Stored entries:
# # # # # # #

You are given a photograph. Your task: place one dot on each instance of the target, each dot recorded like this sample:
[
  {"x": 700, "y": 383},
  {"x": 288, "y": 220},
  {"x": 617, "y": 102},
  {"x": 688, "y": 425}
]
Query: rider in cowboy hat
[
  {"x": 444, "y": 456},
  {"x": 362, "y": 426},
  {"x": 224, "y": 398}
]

# # # # # # #

> _What you should do_
Write out every one of the rows above, unchanged and in the same order.

> _Answer for the task_
You are given a photograph. Your task: place one dot on each instance of the target, each dot recorded like this sample:
[
  {"x": 700, "y": 383},
  {"x": 288, "y": 220},
  {"x": 617, "y": 102},
  {"x": 688, "y": 425}
]
Query: rider in cowboy hat
[
  {"x": 444, "y": 456},
  {"x": 362, "y": 426},
  {"x": 224, "y": 398}
]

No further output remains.